- [TWOJE ZADANIA]:
1 > Czy przepiszesz dosłownie fragment recenzji płyty Von Thronstahl, zaczynając od „Fasci-nacja utrzymana!” i kończąc na „do początków maja.”?
2 > Które wiersze rekordów zawierają ciąg „dark”? Wybierz i przepisz każdy z nich, pamiętając, że wielkość liter ma znaczenie.

- [UDOSTĘPNIONY TEKST]:
--------------------------------------------------

Fasci-nacja utrzymana!
Reaktor

Niemiecka grupa muzyczna Von Thronstahl powoli zaczyna stawać się w pewnych kręgach pewnego rodzaju instytucją... Nic więc dziwnego, że czekanie na jego nową płytę było nerwowe, niecierpliwe i niespokojne. Wszak przedłużało się - już od jesieni zeszłego roku. Po długim (od 2007 roku i płyty >>Sacrificare<<) i pełnym domysłów oczekiwaniu, w końcu jest dane nam usłyszeć nowy album - >>Germanium Metallicum<<.
Jakie to było podniecenie, związane z przesuwaniem terminów wydania - od jesieni, przez zimę, w końcu marzec, a stało się dopiero w kwietniu - oraz zgadywaniem i rozmyślaniem nt. co też może na owej płycie usłyszymy. W zasadzie stało się to 16 kwietnia, kiedy w sieć poszły linki z albumem do ściągnięcia - oczywiście była dostępna wtedy tylko za granicą, w Polsce czekaliśmy na nią (w formie materialnej) do początków maja.

>>Germanium Metallicum<< jest dziełem nietypowym i nieprzeciętnym. Potrafi wywołać w słuchaczu różnorodne uczucia, zapewne nawet ewidentnie ze sobą sprzeczne. Po prostu mieści się w niej tyle treści, form, ukrytych kontekstów, odwołań. Alchemia, dekadentyzm, punk-rockowy anarchizm; dla niektórych zdecydowanie nie do strawienia. Tak, VT niewątpliwie jest narażony na ataki za eklektyzm, postmodernę czy „kulturowy terroryzm"... Płyta jest bardzo różnorodna, co nie powinno przeszkadzać jednak w jej prawidłowym odbiorze. Nie będzie to jednak odbiór jednorazowy, automatyczny - z powodu wielości zawartych aspektów i perspektyw.

>>Germanium Metallicum<< jest w istocie przeglądem, liczącego bez mała parę tysiącleci, europejskiego dorobku cywilizacyjno-kulturowego. Przeglądem wybiórczym, bo uchwytującym i prezentującym jedynie pewne aspekty - te jaskrawe, wywrotowe, wywołujące konsternujący efekt. I za to trzeba Josefa Klumba wraz z ekipą pochwalić. Nie trzymają się sztywnych schematów, umieją czerpać z różnych, odległych od siebie źródeł. Czego my tu nie znajdziemy? Inspiracje są luźno porozrzucane po całej płycie, ale można je uporządkować.
Utwór dający tytuł całemu albumowi - nabożne słowa o sztuce alchemii, zawierające jednak życzeniowe: Deutschland, Europa, es werde Licht! „Legrand/Cornet" - nowa aranżacja poznanego dawno (album >>E Pluribus Unum<<, a wcześniej składanka w trybucie rzeźbiarzowi Thorakowi) „Fahnenträgera", z fragmentami romantycznej „Pieśni o życiu i śmierci korneta Krzysztofa Rilkego" autorstwa Rainera Marii Rilkego, służącymi za tekst... nowe, odświeżone tło dźwiękowe jest wybitnie pozytywne; któż by pomyślał, że i przy śmiałych pociągnięciach i szorstkim buczeniu gitary wyczuwalny będzie ten natchniony klimat?

--------------------------------------------------

Wpisy ze zbioru adnotacji punktowych:
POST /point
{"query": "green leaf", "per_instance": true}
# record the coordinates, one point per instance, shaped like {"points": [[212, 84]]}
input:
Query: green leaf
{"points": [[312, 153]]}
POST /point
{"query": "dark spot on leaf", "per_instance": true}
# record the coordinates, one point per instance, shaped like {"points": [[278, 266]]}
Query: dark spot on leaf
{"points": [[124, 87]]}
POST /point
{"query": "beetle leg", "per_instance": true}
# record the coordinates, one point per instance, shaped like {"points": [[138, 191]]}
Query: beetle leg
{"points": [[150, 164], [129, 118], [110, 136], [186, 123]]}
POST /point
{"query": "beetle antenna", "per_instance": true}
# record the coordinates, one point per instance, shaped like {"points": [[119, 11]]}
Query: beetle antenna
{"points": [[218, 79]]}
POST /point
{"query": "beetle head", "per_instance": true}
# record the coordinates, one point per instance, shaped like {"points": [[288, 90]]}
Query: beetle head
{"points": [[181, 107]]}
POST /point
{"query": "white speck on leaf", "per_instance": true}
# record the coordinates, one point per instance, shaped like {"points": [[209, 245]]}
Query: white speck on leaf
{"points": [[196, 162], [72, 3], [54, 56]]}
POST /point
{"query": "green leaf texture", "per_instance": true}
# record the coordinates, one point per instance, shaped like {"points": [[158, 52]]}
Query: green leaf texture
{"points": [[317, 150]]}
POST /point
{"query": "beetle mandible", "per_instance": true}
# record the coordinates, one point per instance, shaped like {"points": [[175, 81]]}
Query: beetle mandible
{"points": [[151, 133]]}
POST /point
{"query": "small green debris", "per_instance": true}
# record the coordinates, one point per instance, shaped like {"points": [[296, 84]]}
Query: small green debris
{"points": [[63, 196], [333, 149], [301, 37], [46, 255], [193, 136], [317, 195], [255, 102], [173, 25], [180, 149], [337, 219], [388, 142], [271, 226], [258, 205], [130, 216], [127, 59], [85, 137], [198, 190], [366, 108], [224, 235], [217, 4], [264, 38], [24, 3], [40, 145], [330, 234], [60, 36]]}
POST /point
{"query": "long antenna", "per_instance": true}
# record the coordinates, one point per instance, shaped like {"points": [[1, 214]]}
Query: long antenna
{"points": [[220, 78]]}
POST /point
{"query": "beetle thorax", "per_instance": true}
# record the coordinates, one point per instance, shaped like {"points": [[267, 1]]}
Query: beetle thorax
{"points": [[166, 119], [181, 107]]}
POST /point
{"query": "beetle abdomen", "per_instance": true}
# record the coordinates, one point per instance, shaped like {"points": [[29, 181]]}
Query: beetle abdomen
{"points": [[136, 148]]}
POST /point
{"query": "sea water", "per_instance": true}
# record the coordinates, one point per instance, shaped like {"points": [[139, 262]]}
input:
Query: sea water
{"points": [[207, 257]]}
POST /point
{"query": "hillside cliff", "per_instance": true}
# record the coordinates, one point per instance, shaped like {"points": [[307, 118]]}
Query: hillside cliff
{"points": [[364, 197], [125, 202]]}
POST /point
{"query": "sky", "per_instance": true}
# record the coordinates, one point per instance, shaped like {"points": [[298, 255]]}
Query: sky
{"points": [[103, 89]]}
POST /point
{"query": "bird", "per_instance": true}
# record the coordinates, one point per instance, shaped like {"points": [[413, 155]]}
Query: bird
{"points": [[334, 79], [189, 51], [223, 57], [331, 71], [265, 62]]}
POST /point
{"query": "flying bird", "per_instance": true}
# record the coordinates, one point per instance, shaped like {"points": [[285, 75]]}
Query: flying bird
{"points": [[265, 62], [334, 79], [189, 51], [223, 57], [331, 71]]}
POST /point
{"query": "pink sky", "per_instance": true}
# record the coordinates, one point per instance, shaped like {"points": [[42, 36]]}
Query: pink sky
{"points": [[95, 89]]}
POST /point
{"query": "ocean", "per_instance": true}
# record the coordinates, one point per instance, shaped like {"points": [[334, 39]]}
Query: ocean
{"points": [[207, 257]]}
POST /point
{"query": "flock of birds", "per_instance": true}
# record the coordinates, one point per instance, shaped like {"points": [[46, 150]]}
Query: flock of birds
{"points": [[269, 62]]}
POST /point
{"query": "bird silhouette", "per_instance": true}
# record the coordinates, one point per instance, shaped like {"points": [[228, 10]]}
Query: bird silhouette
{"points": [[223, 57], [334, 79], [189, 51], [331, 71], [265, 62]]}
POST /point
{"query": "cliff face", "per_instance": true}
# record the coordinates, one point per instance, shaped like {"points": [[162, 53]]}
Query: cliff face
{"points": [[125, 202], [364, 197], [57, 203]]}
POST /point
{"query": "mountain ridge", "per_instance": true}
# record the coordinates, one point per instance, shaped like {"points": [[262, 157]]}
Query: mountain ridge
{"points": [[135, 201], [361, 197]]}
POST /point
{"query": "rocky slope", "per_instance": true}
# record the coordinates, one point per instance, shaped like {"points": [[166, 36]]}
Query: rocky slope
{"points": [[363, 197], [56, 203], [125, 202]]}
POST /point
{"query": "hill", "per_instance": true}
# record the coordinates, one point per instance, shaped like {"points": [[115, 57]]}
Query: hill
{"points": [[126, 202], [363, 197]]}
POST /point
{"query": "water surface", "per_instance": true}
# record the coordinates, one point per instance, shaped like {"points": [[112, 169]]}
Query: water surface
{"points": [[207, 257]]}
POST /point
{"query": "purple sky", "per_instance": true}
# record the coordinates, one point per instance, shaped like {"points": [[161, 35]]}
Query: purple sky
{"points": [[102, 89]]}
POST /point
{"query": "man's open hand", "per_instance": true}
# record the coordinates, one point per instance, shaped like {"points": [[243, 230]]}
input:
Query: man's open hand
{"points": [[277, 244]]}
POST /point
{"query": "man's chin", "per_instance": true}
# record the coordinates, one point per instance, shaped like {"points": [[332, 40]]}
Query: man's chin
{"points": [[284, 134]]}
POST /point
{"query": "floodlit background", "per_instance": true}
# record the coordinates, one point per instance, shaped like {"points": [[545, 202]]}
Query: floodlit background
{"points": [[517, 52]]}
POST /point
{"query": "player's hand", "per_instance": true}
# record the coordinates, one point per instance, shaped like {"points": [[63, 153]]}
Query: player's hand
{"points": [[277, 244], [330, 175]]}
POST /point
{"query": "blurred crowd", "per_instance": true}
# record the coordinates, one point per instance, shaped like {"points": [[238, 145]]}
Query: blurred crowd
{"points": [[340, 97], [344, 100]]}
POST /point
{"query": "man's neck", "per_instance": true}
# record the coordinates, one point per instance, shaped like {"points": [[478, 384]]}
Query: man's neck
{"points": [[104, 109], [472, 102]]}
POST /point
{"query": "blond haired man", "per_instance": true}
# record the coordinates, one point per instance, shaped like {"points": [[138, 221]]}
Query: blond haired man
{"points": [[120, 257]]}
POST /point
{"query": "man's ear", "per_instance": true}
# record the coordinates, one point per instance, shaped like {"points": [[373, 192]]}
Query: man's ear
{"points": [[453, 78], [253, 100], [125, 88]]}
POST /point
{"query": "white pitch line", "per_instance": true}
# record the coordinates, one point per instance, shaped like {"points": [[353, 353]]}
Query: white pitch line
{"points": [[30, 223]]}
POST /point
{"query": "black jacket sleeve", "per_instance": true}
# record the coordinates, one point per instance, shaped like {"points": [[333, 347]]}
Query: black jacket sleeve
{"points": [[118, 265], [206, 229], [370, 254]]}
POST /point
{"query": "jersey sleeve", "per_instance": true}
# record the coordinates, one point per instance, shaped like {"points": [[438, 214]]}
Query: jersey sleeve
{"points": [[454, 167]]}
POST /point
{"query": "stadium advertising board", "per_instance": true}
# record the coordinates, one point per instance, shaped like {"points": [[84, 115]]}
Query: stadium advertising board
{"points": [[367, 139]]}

--------------------------------------------------

- [ODPOWIEDZI DO ZADAŃ]:
1 >
Fasci-nacja utrzymana!
Reaktor

Niemiecka grupa muzyczna Von Thronstahl powoli zaczyna stawać się w pewnych kręgach pewnego rodzaju instytucją... Nic więc dziwnego, że czekanie na jego nową płytę było nerwowe, niecierpliwe i niespokojne. Wszak przedłużało się - już od jesieni zeszłego roku. Po długim (od 2007 roku i płyty >>Sacrificare<<) i pełnym domysłów oczekiwaniu, w końcu jest dane nam usłyszeć nowy album - >>Germanium Metallicum<<.
Jakie to było podniecenie, związane z przesuwaniem terminów wydania - od jesieni, przez zimę, w końcu marzec, a stało się dopiero w kwietniu - oraz zgadywaniem i rozmyślaniem nt. co też może na owej płycie usłyszymy. W zasadzie stało się to 16 kwietnia, kiedy w sieć poszły linki z albumem do ściągnięcia - oczywiście była dostępna wtedy tylko za granicą, w Polsce czekaliśmy na nią (w formie materialnej) do początków maja.

2 >
{"query": "dark spot on leaf", "per_instance": true}
Query: dark spot on leaf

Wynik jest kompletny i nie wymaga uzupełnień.